> [What the exercise asks]
Take the entries below and reproduce them word for word.

> [Material supplied]
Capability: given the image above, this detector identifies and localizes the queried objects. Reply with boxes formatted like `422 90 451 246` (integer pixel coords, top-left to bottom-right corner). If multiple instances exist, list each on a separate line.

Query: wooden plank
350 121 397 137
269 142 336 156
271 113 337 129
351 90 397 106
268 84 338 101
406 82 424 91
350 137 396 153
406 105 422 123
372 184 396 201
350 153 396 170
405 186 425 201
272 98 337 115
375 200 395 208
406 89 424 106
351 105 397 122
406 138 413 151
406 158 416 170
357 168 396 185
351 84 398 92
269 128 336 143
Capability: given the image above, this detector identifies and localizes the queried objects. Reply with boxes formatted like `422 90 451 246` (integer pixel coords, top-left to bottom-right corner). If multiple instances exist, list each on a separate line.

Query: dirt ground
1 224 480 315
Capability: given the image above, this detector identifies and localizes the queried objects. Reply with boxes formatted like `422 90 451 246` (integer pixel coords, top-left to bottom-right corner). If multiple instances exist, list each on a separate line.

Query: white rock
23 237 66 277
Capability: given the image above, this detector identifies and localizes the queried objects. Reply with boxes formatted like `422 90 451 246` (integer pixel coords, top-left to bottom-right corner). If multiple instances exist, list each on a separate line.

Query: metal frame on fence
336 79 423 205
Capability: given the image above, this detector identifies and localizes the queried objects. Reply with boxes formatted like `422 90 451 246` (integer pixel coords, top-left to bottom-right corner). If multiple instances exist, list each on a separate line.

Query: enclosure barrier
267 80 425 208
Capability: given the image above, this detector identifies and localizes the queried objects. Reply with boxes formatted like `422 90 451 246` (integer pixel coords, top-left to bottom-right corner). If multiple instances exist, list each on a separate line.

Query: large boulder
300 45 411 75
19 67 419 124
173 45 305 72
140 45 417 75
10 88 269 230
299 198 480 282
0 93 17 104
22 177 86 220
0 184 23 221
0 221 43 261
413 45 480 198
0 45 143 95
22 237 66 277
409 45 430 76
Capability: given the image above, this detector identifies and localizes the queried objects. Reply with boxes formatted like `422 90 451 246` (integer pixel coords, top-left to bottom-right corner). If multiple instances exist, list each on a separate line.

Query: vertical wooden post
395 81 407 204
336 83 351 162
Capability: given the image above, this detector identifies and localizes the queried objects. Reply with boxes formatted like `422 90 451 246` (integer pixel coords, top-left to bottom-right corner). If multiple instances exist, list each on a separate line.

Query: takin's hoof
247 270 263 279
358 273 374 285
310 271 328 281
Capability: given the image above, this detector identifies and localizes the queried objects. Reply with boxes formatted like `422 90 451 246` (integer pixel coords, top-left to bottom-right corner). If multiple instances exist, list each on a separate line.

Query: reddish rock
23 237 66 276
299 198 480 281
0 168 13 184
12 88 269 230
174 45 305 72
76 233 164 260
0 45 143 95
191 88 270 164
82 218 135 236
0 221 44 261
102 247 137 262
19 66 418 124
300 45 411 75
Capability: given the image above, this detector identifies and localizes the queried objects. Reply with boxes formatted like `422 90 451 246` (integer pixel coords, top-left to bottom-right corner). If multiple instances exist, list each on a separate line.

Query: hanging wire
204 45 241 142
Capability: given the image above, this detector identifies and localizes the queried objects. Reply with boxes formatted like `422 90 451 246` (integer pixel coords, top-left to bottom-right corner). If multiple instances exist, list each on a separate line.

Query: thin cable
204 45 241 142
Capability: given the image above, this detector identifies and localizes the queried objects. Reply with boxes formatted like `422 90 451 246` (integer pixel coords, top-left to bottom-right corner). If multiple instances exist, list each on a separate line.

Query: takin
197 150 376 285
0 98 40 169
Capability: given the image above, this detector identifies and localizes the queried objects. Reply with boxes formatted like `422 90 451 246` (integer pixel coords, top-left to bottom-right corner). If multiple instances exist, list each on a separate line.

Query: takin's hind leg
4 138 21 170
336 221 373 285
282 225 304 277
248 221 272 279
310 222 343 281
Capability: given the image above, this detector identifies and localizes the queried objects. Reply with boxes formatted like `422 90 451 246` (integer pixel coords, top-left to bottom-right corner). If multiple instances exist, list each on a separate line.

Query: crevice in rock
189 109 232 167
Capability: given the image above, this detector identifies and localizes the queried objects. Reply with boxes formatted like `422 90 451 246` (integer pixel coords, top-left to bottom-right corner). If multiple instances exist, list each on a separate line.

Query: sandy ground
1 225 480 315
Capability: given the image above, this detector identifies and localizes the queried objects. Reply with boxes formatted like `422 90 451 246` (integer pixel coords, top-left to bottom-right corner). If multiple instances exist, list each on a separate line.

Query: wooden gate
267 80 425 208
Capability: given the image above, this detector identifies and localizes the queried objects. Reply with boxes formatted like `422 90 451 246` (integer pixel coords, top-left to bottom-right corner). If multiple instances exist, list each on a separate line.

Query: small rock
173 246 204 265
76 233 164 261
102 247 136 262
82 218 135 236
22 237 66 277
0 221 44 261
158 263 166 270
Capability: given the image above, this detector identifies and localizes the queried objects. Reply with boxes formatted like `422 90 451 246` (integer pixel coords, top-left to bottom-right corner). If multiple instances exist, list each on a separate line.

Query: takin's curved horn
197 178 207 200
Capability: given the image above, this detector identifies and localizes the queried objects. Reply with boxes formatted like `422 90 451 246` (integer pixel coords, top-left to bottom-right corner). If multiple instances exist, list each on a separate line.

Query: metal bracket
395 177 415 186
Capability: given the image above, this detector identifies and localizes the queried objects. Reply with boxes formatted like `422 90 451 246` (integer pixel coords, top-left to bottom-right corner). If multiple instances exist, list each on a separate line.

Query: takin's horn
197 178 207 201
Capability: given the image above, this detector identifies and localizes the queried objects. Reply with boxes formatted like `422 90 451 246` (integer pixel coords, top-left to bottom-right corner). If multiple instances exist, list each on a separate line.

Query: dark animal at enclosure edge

> [Your response]
Capability: given the image above, this detector identifies and localizes the queried objects. Reply with boxes formatted like `422 90 451 246` (integer pixel coords, top-left to bottom-right corner). If multiple instances exist, list each on a separate line.

Query: wooden plank
350 121 397 137
269 142 336 156
271 113 337 129
351 90 397 106
268 84 338 101
406 82 424 91
350 137 396 153
406 105 422 123
372 184 396 201
350 153 396 170
405 186 425 201
272 98 337 115
375 200 395 208
406 89 424 106
351 105 397 122
406 138 413 151
406 158 416 170
357 168 396 185
351 84 398 92
269 128 336 143
Capability: given the image above, this detector identifies and localizes the queried objects. Reply with boxes formatted like `422 90 451 246` (integer pixel coords, top-left to bottom-right corner). If multiple instances exist, list each on a separate line.

Query: dirt ground
1 224 480 315
Capability: given the image above, this detector identifies and localizes the queried objects. Reply with boxes formatted like `422 90 451 246` (integer pixel coords, top-left to bottom-right corner). If multiple instances exist, list each on a separate line.

Query: white rock
23 237 66 277
Capability: given the image above, this detector identifies and localizes the queried objects. Reply with boxes formatted like `422 90 451 246` (integer pixel coords, top-left to bottom-right corner). If multiple instances exist, list each on a separate line.

Query: metal frame on fence
336 79 423 205
Capability: given the image above, this detector identifies and localizes the queried objects. Reply with boxes formatted like `422 90 451 246` (integer pixel coords, top-left to bottom-right corner). If multiple instances exist, list each on a separate line.

Query: enclosure barrier
267 80 425 208
Capability: given the image above, this detector identifies and localizes the queried objects. Reply with boxes formatted like `422 90 451 246` (integer pixel coords, top-left to bottom-right corner). If multiple instances exist, list each on a separate line.

Query: large boulder
300 45 411 75
19 67 419 124
173 45 305 72
140 45 417 75
10 88 269 230
299 198 480 282
0 93 17 104
22 177 86 220
0 184 23 221
0 221 43 261
413 45 480 198
0 45 143 95
22 237 66 277
409 45 430 76
Capability: given the image above, this detector identifies and localizes the queried objects. Reply with boxes formatted like `422 90 451 246` (integer pixel coords, top-left to bottom-right corner). If multiple instances exist, list each on a separate line.

Query: vertical wooden post
395 81 407 204
336 83 351 162
Capability: given the image above, this detector identifies and localizes the queried objects. Reply with boxes formatted like `422 90 451 246` (integer pixel coords, top-left to bottom-right corner). If multiple instances exist, list each on a separate line.

Query: takin's hoof
247 270 263 279
358 273 374 285
310 271 328 281
Capability: given the image above, this detector identifies and localizes the queried objects. Reply with boxes formatted like `422 90 451 246` (integer pixel coords, top-left to bottom-right corner). If multiple instances exist, list each on a separate line.

Query: reddish rock
23 237 66 276
299 198 480 281
0 168 13 184
12 88 269 230
174 45 305 72
76 233 164 260
0 45 143 95
191 88 270 164
82 218 135 236
0 221 44 261
102 247 137 262
19 66 418 124
300 45 411 75
Capability: given the image above, this detector identifies and localizes the queried objects. Reply with boxes formatted like `422 90 451 246` (integer pixel coords, top-left to bottom-right corner). If multiple instances exist, list each on a separate line.

Query: hanging wire
204 45 241 142
Capability: given the image above, this detector identifies and localizes the queried objects. Reply with boxes formatted like `422 90 451 246` (integer pixel coords, top-left to bottom-right corner). If multiple instances exist, list each on a separate line.

Query: thin cable
204 45 241 142
Capability: given the image above, this detector identifies and localizes the queried objects. Reply with boxes formatted like `422 90 451 246` (integer pixel coords, top-left to bottom-right corner). If multiple instances exist, list each on a separate line.

Query: takin
197 150 376 285
0 98 40 169
Capability: given the image above, this detector identifies and localizes the queried objects. Reply with boxes formatted like `422 90 451 246` (integer pixel coords, top-left to bottom-right corner). If multiple instances exist, list each on a separate line.

Query: takin's hind leg
4 138 21 170
336 221 373 285
282 225 304 277
248 221 272 279
310 222 343 281
Capability: given the image above, this detector identifies and localizes the queried objects. Reply with boxes formatted like `422 90 451 246` (integer pixel coords, top-left to bottom-right corner). If multiple instances exist, list each on a separate line.

Query: crevice in rock
189 109 232 167
Capability: given the image above, this detector identifies and localizes the queried objects. Reply with boxes formatted like `422 90 451 246` (integer pixel coords, top-left to bottom-right corner). If multiple instances exist, list each on a separate line.

Query: sandy ground
1 225 480 315
Capability: given the image above, this detector identifies and localizes the queried objects. Reply with boxes formatted like `422 90 451 246` (integer pixel coords, top-left to bottom-right corner). If multiple instances exist, list each on a separate line.

Query: wooden gate
267 80 425 208
Capability: given the image above, this detector identifies and localizes the queried objects. Reply with boxes formatted like `422 90 451 246` (integer pixel coords, top-left to bottom-right corner). If multiple instances exist, list each on a separate line.

Query: small rock
173 246 204 265
76 233 164 261
102 247 136 262
82 218 135 236
22 237 66 277
0 221 44 261
158 263 166 270
Capability: given the image above, this detector identifies and localizes the queried objects. Reply with boxes formatted like `422 90 451 246` (integer pixel coords, top-left to bottom-right corner). If multiple instances exist, list each on a separate line.

Query: takin's curved horn
197 178 207 200
Capability: given the image above, this detector identifies and localizes the queried objects. Reply with boxes formatted like `422 90 451 246` (integer pixel coords, top-left to bottom-right corner). If multiple instances exist, list each on a separate line.

Query: metal bracket
395 177 415 186
Capability: given the image above, this detector identifies and localizes the queried objects. Reply with boxes formatted like `422 90 451 246` (integer pixel coords, top-left to bottom-right corner). If multiple instances exist, list each on a separate line.

Query: takin's horn
197 178 207 201
Capability: given the image above, this detector identifies and localizes the queried objects. Reply with boxes formatted like `422 90 451 246` (integer pixel coords, top-left to bottom-right corner). If multiple instances exist, list each on a separate line.

Query: dark animal at enclosure edge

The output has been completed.